Copy out the listing below, changing every "one dot per instance" to "one point per instance" and leaving all other text untouched.

━━━━━━━━

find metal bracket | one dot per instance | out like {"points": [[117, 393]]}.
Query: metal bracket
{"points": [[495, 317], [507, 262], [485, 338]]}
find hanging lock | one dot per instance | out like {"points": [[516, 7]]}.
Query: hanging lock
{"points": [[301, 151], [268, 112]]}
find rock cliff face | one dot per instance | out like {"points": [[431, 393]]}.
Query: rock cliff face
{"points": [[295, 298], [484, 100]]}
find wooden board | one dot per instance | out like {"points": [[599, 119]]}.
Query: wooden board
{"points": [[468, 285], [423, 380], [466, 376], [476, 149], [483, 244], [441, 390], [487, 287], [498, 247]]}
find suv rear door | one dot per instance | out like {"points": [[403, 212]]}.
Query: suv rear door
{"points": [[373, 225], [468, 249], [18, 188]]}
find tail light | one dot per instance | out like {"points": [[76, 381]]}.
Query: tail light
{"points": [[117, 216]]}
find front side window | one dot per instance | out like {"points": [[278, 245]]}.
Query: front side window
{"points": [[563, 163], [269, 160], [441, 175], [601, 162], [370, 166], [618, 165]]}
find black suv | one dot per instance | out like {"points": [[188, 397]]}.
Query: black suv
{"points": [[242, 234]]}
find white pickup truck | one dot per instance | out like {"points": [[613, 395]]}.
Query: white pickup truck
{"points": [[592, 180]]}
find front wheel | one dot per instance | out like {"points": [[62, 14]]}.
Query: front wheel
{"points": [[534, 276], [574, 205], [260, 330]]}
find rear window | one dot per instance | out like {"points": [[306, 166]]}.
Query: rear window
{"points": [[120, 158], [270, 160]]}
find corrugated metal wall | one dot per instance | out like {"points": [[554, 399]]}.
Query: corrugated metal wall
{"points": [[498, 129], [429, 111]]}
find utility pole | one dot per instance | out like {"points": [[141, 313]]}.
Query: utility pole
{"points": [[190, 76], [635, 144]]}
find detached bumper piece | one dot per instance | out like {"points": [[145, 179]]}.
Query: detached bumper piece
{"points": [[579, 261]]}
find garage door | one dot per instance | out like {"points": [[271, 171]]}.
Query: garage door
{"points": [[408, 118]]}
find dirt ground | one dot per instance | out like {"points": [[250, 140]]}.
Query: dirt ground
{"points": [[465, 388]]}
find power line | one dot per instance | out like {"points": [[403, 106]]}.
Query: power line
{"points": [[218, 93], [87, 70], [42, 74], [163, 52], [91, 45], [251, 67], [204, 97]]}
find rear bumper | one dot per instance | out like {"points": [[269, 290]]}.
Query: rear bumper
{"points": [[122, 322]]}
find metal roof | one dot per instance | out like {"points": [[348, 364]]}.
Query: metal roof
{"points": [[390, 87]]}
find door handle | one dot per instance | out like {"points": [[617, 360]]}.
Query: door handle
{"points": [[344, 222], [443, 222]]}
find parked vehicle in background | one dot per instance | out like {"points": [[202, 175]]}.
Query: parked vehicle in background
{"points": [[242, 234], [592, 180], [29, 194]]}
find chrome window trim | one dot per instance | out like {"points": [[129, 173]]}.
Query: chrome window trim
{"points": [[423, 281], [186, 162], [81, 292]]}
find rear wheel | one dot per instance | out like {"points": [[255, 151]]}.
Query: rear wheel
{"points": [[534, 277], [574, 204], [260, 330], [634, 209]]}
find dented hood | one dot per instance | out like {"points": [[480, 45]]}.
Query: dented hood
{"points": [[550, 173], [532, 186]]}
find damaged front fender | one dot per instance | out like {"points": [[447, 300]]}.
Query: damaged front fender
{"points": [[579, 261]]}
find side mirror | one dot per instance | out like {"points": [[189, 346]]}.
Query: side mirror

━━━━━━━━

ANSWER TO THIS TASK:
find metal bracket | one point per instance | out like {"points": [[117, 393]]}.
Query: metal bracket
{"points": [[495, 317], [507, 262], [485, 338]]}
find hanging lock | one point per instance | out like {"points": [[516, 7]]}.
Query: hanging lock
{"points": [[301, 151], [268, 112]]}
find rock cliff face | one point per instance | out like {"points": [[431, 393]]}.
Query: rock cliff face
{"points": [[295, 298], [484, 100]]}
find wooden board | one point per instance | out like {"points": [[599, 119]]}.
Query: wooden board
{"points": [[468, 285], [423, 380], [466, 376], [476, 149], [483, 244], [441, 390], [487, 287], [498, 247]]}
find suv rear door | one point per instance | out like {"points": [[403, 212]]}.
Query: suv rear door
{"points": [[373, 225], [468, 249], [18, 188]]}
find tail light | one point per instance | out like {"points": [[76, 381]]}.
Query: tail light
{"points": [[117, 216]]}
find front side window | one point per instance | out like {"points": [[278, 245]]}.
Query: front side window
{"points": [[563, 163], [269, 160], [441, 175], [601, 162], [370, 166], [618, 165]]}
find black suv | one point per instance | out like {"points": [[188, 397]]}.
Query: black suv
{"points": [[242, 234]]}
find white pickup truck | one point per instance | out like {"points": [[613, 395]]}.
Query: white pickup truck
{"points": [[592, 180]]}
find front wheel | one point per instance | out like {"points": [[62, 14]]}.
Query: front wheel
{"points": [[534, 276], [574, 205], [260, 330]]}
find rear window | one point per instance | out like {"points": [[306, 166]]}.
Query: rear window
{"points": [[120, 158], [270, 160]]}
find corrugated metal wall | one point per instance | out like {"points": [[554, 399]]}.
Query: corrugated metal wall
{"points": [[498, 129], [429, 111]]}
find utility pole | one point per instance | out like {"points": [[141, 313]]}.
Query: utility pole
{"points": [[190, 76], [635, 144]]}
find detached bumper piece | one point per instance | out like {"points": [[145, 179]]}.
Query: detached bumper piece
{"points": [[579, 261]]}
find garage door | one point per instance | out like {"points": [[271, 171]]}.
Query: garage door
{"points": [[408, 118]]}
find dirt ground | one point per instance | out like {"points": [[250, 140]]}.
Query: dirt ground
{"points": [[465, 388]]}
find power line | one point per instance | out like {"points": [[403, 106]]}.
Query: power line
{"points": [[218, 93], [87, 70], [42, 74], [163, 52], [91, 45], [251, 67], [204, 97]]}
find rear bumper | one point per instance | out like {"points": [[269, 290]]}.
Query: rear bumper
{"points": [[122, 322]]}
find metal roof | one point per instance | out like {"points": [[348, 364]]}.
Query: metal roof
{"points": [[390, 87]]}
find door handle | one point per instance | out like {"points": [[617, 360]]}.
Query: door handle
{"points": [[344, 222], [443, 222]]}
find parked vehicle in background | one point per instance | out like {"points": [[202, 175]]}.
Query: parked vehicle in background
{"points": [[242, 234], [592, 180], [29, 194]]}
find chrome window trim | one point per instance | out like {"points": [[129, 173]]}.
Query: chrome window trim
{"points": [[423, 281], [186, 162], [81, 292]]}
find rear wheel | one point per instance | out like {"points": [[255, 151]]}.
Query: rear wheel
{"points": [[534, 277], [574, 204], [260, 330], [634, 209]]}
find dented hood | one point per instance | out like {"points": [[480, 45]]}.
Query: dented hood
{"points": [[550, 173], [532, 186]]}
find damaged front fender | one point per instance | out like {"points": [[447, 300]]}.
Query: damaged front fender
{"points": [[579, 261]]}
find side mirror | one point per instance | out like {"points": [[189, 346]]}.
Query: side mirror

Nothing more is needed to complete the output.